» Given exercise:
Please pull out the lines below word for word, starting with the line that contains "outline --target=window with" and running through the last line.

--- start Data ---

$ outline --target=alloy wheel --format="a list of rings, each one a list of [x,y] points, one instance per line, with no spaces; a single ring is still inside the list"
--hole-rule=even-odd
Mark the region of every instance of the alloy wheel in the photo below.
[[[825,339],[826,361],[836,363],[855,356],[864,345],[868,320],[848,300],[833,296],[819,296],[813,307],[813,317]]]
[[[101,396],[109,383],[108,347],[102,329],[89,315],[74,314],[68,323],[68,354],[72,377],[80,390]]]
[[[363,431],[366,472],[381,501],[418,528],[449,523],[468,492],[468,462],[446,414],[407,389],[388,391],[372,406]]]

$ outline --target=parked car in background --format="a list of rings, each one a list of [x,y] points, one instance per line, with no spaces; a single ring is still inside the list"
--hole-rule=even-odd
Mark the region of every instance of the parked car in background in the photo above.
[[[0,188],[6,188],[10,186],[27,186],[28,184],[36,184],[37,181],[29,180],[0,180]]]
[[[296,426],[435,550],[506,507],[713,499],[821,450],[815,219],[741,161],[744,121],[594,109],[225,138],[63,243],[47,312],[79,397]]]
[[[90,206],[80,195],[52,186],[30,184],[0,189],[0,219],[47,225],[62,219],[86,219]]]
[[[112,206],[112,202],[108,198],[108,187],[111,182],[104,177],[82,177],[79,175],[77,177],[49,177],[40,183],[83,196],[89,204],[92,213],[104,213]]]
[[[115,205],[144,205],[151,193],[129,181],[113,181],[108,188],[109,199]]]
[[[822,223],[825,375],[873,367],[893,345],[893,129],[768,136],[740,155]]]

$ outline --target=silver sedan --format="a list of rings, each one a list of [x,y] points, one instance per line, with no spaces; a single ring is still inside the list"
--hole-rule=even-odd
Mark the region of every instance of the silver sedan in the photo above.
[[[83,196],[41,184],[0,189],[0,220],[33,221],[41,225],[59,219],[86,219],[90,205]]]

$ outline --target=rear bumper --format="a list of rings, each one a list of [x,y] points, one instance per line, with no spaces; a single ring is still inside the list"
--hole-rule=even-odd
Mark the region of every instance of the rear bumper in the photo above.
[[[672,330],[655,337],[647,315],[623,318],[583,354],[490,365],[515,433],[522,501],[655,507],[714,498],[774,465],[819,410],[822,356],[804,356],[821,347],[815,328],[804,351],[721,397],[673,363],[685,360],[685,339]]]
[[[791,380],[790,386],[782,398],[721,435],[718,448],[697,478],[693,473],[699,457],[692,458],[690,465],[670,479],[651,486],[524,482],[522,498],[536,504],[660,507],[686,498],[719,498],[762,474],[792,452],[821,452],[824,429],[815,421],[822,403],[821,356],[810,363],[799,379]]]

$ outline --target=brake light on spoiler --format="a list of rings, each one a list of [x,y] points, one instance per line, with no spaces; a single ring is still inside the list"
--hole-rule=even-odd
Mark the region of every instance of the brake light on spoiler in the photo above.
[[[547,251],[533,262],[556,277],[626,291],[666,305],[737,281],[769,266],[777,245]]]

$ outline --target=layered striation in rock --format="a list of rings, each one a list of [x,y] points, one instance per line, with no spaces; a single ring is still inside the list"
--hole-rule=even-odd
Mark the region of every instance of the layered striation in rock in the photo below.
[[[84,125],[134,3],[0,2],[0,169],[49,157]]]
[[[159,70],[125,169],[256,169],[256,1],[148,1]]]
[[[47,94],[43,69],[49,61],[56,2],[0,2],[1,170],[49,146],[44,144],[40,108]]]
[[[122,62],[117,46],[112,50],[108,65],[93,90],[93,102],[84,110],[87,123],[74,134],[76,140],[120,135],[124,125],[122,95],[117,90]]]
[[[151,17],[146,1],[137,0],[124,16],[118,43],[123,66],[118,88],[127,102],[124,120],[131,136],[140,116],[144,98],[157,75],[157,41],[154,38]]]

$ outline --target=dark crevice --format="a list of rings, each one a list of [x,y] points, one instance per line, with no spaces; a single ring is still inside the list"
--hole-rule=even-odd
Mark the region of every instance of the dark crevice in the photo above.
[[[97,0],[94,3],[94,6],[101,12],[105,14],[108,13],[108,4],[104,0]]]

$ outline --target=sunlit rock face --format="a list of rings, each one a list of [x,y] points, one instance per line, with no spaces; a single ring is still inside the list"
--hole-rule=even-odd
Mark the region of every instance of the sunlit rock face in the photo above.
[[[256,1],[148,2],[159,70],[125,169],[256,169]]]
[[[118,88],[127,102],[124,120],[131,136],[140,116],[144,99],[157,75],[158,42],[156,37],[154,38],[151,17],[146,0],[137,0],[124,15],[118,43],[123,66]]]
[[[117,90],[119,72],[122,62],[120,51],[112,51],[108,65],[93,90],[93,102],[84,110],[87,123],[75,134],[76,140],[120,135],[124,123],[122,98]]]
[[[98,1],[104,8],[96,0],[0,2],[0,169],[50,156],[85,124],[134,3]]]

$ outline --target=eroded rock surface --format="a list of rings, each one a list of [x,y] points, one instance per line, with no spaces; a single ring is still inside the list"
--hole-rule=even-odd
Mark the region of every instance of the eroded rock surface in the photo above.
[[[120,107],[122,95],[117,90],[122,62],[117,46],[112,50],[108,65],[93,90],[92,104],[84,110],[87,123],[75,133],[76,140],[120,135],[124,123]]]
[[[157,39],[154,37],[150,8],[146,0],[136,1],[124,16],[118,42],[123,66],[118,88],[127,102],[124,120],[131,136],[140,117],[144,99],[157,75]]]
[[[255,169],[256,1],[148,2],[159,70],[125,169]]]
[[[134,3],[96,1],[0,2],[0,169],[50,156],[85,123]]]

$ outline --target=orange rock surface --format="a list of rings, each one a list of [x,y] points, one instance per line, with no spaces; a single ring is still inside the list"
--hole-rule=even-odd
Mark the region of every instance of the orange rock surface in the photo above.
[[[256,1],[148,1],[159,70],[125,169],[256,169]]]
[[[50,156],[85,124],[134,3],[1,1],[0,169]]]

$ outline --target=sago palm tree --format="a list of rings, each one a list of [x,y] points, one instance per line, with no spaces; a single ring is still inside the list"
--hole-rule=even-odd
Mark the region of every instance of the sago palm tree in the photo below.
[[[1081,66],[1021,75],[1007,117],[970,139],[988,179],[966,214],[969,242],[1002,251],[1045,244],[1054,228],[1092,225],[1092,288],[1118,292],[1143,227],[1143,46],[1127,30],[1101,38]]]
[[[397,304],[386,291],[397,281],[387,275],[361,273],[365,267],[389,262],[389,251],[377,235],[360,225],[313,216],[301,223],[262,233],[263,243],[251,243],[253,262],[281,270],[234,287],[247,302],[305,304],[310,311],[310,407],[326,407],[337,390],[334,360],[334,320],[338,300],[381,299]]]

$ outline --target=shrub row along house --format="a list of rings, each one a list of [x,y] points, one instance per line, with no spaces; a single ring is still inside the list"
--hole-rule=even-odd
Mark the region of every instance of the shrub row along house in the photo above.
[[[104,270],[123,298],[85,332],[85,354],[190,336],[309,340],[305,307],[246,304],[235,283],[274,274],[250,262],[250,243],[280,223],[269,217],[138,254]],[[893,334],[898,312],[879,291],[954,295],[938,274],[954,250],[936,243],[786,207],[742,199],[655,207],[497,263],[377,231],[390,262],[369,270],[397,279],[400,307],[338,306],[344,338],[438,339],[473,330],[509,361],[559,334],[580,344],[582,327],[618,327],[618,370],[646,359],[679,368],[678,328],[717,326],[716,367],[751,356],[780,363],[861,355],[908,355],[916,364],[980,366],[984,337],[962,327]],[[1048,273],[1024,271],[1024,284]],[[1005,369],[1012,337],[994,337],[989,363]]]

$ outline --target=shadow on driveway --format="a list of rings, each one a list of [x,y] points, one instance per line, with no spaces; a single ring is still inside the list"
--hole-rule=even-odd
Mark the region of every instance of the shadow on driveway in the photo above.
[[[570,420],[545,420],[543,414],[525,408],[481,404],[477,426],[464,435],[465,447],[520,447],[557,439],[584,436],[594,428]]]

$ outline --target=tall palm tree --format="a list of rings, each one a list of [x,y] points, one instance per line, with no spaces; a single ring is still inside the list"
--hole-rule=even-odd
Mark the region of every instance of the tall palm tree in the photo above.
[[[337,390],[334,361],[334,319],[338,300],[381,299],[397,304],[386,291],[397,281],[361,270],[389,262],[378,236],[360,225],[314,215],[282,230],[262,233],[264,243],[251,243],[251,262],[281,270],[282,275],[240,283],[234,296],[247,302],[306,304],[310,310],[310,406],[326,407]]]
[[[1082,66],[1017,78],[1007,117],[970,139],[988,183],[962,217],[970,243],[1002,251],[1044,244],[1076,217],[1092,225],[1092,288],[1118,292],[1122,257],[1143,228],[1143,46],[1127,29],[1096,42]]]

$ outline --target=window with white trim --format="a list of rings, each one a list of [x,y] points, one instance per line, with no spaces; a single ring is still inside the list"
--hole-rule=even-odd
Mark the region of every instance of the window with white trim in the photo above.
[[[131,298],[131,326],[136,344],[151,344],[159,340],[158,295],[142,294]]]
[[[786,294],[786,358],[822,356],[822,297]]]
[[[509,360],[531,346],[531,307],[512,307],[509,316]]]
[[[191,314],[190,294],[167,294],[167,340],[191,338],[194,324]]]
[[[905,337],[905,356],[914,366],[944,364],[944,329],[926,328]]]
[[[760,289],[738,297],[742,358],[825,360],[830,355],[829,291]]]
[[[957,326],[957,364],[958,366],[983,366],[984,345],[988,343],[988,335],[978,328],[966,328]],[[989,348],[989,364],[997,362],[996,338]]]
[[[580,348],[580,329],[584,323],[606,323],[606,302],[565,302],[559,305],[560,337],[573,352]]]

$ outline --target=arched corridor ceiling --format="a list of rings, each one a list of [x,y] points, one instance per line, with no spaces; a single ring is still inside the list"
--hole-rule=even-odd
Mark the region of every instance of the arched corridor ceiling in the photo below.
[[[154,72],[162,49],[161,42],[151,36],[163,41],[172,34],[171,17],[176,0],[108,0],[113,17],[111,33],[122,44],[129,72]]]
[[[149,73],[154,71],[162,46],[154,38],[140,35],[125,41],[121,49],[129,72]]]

--- end Data ---

» Complete answer:
$ outline --target=window with white trim --format="a list of rings, each one a list of [x,y] points, one instance per line, with no spaces; a single ring is still inside the list"
--hole-rule=even-odd
Mark the region of every instance of the window with white trim in the photo above.
[[[131,298],[131,326],[136,344],[151,344],[159,340],[158,295],[142,294]]]
[[[786,294],[786,358],[822,356],[822,297]]]
[[[509,360],[531,346],[531,307],[512,307],[509,316]]]
[[[191,314],[190,294],[167,294],[167,340],[191,338],[194,324]]]
[[[905,337],[905,356],[914,366],[944,364],[944,329],[926,328]]]
[[[760,289],[738,297],[742,358],[825,360],[830,355],[829,291]]]
[[[957,326],[957,364],[958,366],[983,366],[984,345],[988,343],[988,335],[978,328],[966,328]],[[989,348],[989,364],[997,362],[996,338]]]
[[[580,348],[580,329],[584,323],[606,323],[606,302],[565,302],[559,305],[560,337],[573,352]]]

$ outline --target=arched corridor ceiling --format="a list of rings, each one a list of [x,y] points, one instance per line, with no spaces; a single ring is still inside the list"
--hole-rule=even-odd
Mark the region of every instance of the arched corridor ceiling in the photo below.
[[[154,72],[162,49],[161,42],[151,36],[163,41],[172,34],[171,17],[176,0],[108,0],[113,17],[111,33],[122,44],[129,72]]]
[[[149,73],[154,71],[162,46],[154,38],[140,35],[125,41],[121,49],[129,72]]]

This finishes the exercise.